## Excerpt provided
Another way is Google’s third-party advertising arm, through which it collects data about user activities on websites and apps outside of Google’s own. More than a million apps and untold millions of websites integrate with Google’s ad network. Through this network, Google collects data about browsing history, app usage, and users’ precise location. Google also collects offline purchase data and health data.
For users, this complex system of data acquisition makes it almost impossible to fully understand where our data resides, how it is used, and by whom. Many users assume that the data generated by their interactions with a single Google service (say, a Web search query) stays inside that product’s silo within Google’s corporate structure. But Google product designers are masters of “dark patterns,” which entice or coerce users into granting sham “consent” for their data to be shared across all of Google’s businesses. For example, users are generally unaware that when they enable “location” in Google’s search tool, they’re also “granting permission” for Google to track their location at all times and in all places and use that data in Google’s other services and products. The user experience in these products isn’t necessarily improved by this indiscriminate data-mining; rather, this deliberate complexity deprives users of the ability to make informed choices, because the ramifications of those choices have been deliberately obscured.

## Requirement
According to the text on Google's data collection, how many apps integrate with Google's ad network? The lines that follow have no connection to the text above.

## Available data

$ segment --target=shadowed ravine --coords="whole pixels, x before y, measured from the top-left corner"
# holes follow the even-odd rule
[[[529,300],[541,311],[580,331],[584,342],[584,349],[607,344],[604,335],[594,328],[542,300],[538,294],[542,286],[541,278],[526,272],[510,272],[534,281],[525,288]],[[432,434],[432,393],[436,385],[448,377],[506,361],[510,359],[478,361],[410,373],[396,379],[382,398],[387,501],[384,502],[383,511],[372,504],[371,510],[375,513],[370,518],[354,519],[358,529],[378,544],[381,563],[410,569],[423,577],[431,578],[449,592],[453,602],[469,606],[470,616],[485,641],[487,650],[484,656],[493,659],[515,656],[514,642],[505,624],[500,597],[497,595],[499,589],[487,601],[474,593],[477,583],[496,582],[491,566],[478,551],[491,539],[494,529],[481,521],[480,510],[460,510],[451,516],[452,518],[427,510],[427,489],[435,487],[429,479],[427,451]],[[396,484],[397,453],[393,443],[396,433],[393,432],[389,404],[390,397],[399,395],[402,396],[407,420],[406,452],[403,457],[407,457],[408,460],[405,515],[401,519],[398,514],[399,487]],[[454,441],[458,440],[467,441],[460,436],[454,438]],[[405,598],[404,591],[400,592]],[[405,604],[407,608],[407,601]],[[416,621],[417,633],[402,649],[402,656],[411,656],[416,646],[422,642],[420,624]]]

## Reply to the task
More than a million apps integrate with Google's ad network.